= Task to carry out =
Pictures are not repeated. Every line from the beginning of the entries through the one with "Target: office building" is restated exactly.

= Raw data =

────────

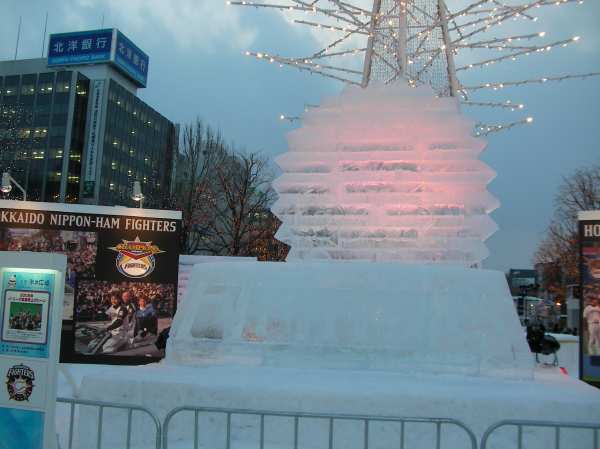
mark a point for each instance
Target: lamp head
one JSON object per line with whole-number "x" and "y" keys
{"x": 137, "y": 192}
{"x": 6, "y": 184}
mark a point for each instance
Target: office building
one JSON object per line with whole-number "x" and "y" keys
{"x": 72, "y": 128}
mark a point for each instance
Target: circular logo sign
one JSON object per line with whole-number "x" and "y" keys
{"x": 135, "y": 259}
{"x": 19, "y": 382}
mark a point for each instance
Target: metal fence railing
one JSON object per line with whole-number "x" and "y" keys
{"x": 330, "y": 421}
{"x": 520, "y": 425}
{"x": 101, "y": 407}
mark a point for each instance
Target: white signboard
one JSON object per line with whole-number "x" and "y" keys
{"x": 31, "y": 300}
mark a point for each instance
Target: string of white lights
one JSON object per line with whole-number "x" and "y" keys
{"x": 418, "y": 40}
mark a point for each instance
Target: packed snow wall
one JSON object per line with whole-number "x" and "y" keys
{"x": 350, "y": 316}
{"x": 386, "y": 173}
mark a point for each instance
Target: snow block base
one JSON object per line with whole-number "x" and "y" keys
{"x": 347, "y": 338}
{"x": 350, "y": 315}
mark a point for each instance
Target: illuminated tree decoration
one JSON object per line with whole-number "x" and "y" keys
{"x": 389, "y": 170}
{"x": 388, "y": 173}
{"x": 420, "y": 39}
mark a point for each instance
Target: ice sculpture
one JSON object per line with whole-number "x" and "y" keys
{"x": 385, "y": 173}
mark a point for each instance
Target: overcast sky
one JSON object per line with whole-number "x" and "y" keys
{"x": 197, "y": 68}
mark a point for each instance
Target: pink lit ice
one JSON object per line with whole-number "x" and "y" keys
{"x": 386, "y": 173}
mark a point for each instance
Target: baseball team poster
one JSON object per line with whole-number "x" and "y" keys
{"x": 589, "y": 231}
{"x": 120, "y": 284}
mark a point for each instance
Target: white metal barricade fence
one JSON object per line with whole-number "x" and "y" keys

────────

= Result of this exercise =
mark a point for each instance
Target: lamp head
one JSON object per line with whole-number "x" and "y" keys
{"x": 137, "y": 192}
{"x": 6, "y": 184}
mark a point for each instance
Target: office building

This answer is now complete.